STUDY MATERIAL Block Start

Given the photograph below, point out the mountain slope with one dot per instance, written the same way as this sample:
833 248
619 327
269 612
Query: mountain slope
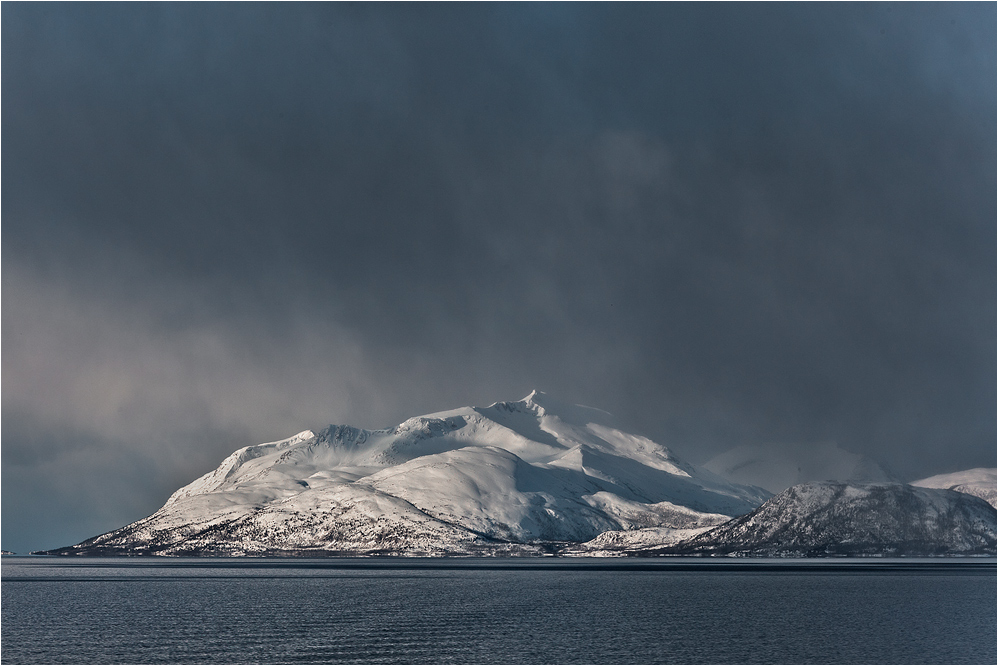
849 519
471 480
980 482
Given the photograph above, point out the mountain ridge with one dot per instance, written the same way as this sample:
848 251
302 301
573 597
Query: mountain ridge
527 477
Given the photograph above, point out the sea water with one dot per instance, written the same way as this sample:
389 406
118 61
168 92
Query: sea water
511 611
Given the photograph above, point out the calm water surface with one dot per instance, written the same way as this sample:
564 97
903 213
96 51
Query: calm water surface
151 610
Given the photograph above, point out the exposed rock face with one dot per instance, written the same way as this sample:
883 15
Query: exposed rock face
776 467
979 482
819 519
512 478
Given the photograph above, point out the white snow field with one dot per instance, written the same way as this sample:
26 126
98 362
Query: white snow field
776 467
513 477
980 482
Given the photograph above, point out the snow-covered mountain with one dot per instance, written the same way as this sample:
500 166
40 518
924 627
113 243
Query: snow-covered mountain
817 519
514 477
776 467
980 482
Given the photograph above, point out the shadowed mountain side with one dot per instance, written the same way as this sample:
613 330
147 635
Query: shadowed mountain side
450 482
821 519
979 482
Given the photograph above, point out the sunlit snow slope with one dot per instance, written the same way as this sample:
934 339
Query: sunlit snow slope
980 482
513 477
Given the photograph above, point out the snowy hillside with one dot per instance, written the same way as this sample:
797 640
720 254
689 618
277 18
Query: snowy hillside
776 467
845 519
513 477
980 482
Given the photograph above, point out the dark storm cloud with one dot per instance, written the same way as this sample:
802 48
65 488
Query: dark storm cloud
724 223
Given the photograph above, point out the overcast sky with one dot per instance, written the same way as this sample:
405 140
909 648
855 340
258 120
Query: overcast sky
724 223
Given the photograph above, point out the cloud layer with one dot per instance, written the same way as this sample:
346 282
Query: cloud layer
725 224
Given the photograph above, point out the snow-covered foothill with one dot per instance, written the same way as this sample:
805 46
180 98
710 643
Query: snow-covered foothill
822 519
980 482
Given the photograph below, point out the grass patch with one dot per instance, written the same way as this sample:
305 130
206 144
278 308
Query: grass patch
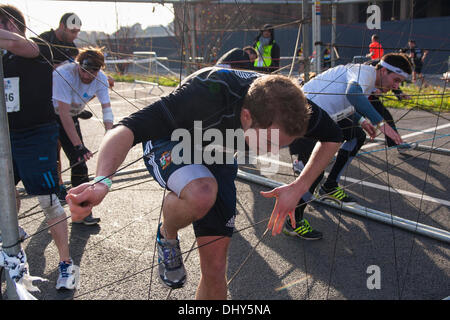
168 81
430 98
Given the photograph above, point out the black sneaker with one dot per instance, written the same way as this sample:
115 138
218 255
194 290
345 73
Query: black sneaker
336 194
303 230
85 115
170 262
406 146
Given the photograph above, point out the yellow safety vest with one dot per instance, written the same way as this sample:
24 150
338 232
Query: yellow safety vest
266 55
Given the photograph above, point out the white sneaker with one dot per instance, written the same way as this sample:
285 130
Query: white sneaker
69 276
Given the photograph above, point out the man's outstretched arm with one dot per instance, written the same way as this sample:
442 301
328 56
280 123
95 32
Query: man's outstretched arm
113 151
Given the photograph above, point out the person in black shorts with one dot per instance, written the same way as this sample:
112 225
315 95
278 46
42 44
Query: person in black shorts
262 112
33 129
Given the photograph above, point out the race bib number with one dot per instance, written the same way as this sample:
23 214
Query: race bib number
12 98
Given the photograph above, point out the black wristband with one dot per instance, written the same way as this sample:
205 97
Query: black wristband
80 151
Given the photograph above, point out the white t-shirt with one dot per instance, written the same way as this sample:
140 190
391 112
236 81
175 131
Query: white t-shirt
327 90
68 88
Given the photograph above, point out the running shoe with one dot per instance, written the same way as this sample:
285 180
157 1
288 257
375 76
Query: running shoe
336 194
297 166
170 262
69 276
406 146
85 115
88 221
303 230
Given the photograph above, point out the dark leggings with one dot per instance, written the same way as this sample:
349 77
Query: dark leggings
79 173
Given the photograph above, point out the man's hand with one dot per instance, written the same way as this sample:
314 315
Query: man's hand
287 198
369 128
83 198
388 131
83 153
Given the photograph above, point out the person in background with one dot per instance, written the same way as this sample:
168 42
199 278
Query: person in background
61 41
375 48
268 50
236 59
417 57
33 130
74 84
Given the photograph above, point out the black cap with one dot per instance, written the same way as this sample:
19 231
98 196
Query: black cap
89 64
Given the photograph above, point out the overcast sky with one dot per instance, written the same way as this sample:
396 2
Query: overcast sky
41 15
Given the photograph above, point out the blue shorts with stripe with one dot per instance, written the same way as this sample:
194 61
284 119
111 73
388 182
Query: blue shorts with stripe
219 221
34 155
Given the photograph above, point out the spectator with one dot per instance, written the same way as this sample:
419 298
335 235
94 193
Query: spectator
253 55
375 48
33 129
62 39
417 57
268 50
74 84
64 50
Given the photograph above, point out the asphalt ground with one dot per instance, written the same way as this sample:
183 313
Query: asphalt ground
117 257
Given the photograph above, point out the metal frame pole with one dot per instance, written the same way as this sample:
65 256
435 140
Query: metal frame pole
8 211
317 36
333 33
305 38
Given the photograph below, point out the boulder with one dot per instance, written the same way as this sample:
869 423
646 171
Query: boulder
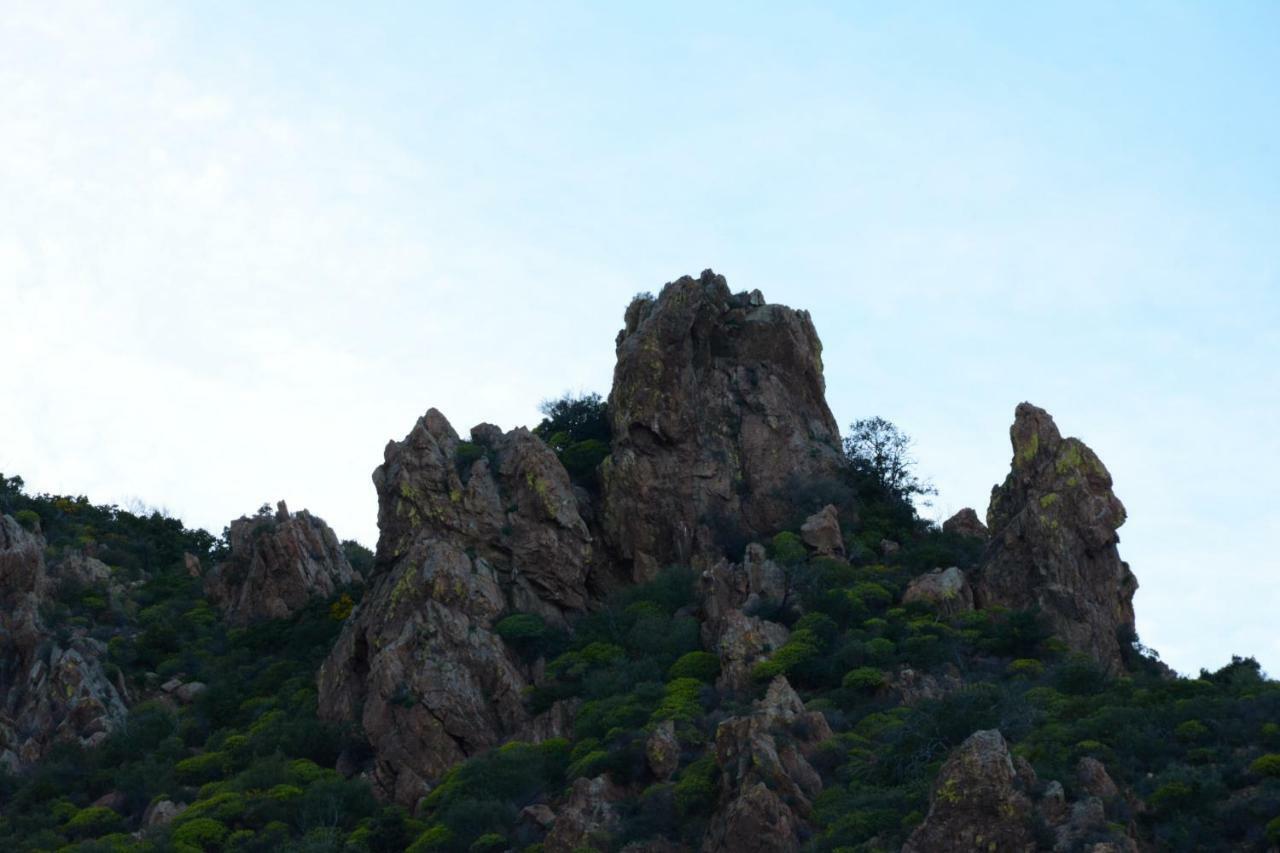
965 523
821 532
467 533
976 803
767 783
50 690
662 749
1054 541
944 589
586 819
718 415
1095 780
278 564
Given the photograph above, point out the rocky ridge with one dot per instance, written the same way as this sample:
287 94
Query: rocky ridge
277 565
50 690
1054 541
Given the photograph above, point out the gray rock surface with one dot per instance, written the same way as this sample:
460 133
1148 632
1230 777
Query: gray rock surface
467 532
718 414
1054 541
278 564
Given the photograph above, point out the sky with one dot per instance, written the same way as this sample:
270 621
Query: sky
245 245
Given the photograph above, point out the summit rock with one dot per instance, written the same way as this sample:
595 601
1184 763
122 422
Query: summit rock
718 415
1054 541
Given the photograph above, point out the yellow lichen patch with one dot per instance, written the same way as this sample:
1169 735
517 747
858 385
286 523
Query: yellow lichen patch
1027 452
1069 459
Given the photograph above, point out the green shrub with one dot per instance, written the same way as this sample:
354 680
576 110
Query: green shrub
681 701
202 834
1191 730
864 678
703 666
94 821
1266 765
204 767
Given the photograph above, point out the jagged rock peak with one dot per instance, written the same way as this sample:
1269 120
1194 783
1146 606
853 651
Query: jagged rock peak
50 690
977 803
718 415
967 523
1054 541
277 565
467 532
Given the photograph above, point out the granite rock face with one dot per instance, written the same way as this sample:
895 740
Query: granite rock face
49 690
1054 541
767 783
277 566
467 532
718 414
976 803
967 523
945 589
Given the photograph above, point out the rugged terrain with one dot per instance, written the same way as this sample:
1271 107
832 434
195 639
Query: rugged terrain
688 617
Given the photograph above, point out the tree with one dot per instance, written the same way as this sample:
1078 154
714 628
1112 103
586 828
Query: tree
880 450
577 418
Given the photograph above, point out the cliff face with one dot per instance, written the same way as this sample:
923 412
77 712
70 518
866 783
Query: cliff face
718 411
469 530
277 566
1054 539
50 690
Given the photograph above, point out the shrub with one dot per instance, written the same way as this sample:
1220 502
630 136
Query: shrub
1266 765
681 701
864 678
1025 667
204 767
202 834
703 666
1191 730
94 821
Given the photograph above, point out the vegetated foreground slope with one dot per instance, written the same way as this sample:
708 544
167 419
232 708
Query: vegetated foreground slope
684 619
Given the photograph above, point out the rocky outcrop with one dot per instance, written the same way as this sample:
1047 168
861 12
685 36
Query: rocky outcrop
278 564
976 803
467 532
767 783
965 523
588 817
50 690
984 799
739 638
718 414
946 591
1054 541
821 532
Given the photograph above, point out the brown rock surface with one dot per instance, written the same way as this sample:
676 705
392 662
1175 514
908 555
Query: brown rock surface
976 804
821 532
717 413
278 564
1054 541
588 817
466 533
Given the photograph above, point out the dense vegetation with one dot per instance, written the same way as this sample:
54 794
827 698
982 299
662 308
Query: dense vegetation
261 772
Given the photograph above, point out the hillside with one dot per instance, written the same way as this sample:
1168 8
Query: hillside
688 617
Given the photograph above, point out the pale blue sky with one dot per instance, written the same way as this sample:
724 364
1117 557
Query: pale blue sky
243 245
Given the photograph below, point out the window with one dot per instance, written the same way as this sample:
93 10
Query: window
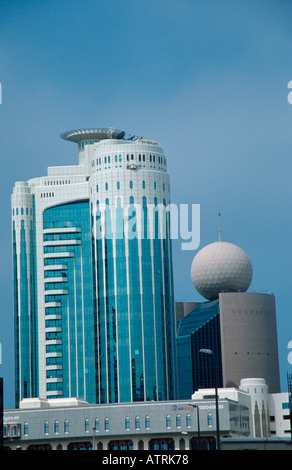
66 425
188 420
147 422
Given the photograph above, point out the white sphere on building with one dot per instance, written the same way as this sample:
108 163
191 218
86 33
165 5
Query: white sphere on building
221 267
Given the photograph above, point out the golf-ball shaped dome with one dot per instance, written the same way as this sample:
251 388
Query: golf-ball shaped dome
221 267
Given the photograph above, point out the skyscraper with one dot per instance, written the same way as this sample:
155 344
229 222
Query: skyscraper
239 327
93 283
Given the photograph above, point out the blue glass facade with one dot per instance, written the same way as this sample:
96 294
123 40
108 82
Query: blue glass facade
200 329
134 312
25 308
68 301
94 316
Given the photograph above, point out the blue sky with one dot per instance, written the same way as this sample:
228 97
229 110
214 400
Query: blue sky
207 79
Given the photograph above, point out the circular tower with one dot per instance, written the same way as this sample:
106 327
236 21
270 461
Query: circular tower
134 305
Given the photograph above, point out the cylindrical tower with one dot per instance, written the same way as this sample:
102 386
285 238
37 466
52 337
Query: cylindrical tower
134 310
25 308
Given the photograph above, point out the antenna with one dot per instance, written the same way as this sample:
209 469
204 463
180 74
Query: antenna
219 227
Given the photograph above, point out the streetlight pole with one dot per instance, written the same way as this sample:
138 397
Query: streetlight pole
198 422
209 352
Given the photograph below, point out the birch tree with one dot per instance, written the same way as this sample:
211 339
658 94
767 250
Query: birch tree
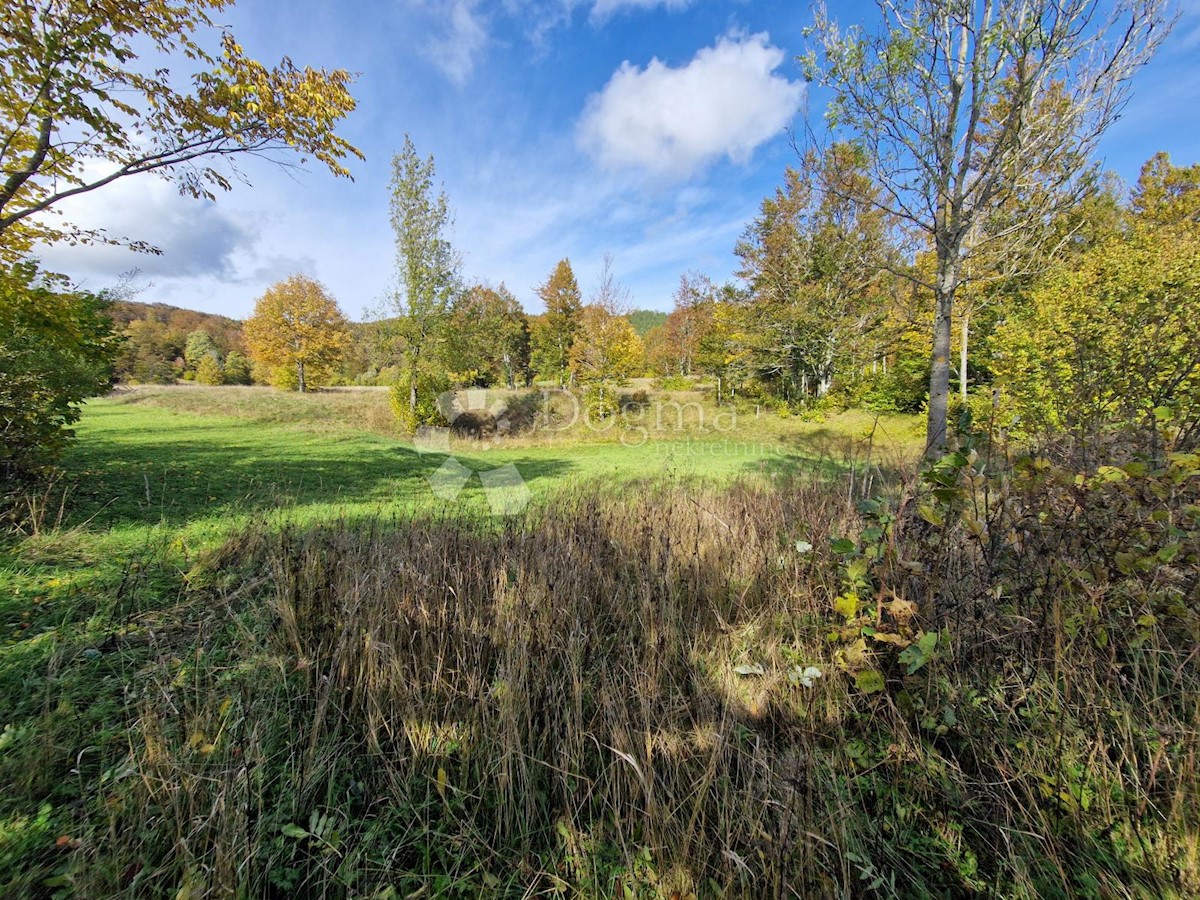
921 94
426 265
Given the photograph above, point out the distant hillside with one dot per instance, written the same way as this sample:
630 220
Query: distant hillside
174 318
645 319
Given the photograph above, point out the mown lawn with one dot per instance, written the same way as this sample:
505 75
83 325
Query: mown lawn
159 483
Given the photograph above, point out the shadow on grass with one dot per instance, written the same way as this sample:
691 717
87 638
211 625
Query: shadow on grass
177 479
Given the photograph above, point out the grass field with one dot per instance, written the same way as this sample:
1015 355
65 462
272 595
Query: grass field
180 456
261 655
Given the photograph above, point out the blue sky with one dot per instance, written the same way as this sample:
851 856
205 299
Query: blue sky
645 129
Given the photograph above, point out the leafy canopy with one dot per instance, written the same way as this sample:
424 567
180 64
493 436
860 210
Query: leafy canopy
298 329
81 108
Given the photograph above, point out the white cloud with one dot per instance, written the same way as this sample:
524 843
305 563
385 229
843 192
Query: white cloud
672 121
459 48
604 10
196 238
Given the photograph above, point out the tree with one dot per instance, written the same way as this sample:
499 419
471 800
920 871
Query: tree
555 330
1111 336
298 328
148 352
606 352
79 108
237 369
1167 193
815 262
490 336
199 347
209 371
426 270
689 322
921 99
57 349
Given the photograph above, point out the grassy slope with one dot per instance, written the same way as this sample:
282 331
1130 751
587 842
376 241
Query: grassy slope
162 477
187 625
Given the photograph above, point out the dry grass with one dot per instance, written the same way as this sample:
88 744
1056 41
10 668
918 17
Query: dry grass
551 706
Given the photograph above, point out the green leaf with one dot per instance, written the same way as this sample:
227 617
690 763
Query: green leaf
869 681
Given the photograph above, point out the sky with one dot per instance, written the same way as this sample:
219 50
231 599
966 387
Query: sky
649 130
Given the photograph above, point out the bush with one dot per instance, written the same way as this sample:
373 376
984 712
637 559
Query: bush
1109 342
427 412
57 349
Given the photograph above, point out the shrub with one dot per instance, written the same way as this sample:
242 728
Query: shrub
427 412
673 383
57 349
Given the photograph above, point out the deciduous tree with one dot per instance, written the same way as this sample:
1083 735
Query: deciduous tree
555 330
297 327
606 352
57 349
427 274
490 336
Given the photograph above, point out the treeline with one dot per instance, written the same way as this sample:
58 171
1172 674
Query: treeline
826 311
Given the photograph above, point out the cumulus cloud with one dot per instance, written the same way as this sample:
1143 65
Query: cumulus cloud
456 51
196 238
672 121
603 10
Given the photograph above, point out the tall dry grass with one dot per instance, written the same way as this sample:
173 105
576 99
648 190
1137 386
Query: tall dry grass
606 697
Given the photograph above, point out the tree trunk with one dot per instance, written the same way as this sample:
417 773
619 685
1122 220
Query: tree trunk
940 370
963 355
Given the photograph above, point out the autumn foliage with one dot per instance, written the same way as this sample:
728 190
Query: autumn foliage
298 331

STUDY MATERIAL Block End

§ **WHAT IS BEING ASKED**
Which lines above contain the word "below"? Show each of them.

§ **ANSWER TO THIS EXERCISE**
Given the photograph below, point out the mountain slope with one dot per instance, written the same way as this sample:
Given the photograph below, point out the grass patch with one dot per instance, written the same way as this sample:
Given the photograph below, point out the boulder with one dot per instance, written the same way as this sample:
Given the photograph below, point out the window with one dot per instance, written the same way as this sample:
Given the photograph below, point out the birch tree with one dot per instance, written the same way as this sample:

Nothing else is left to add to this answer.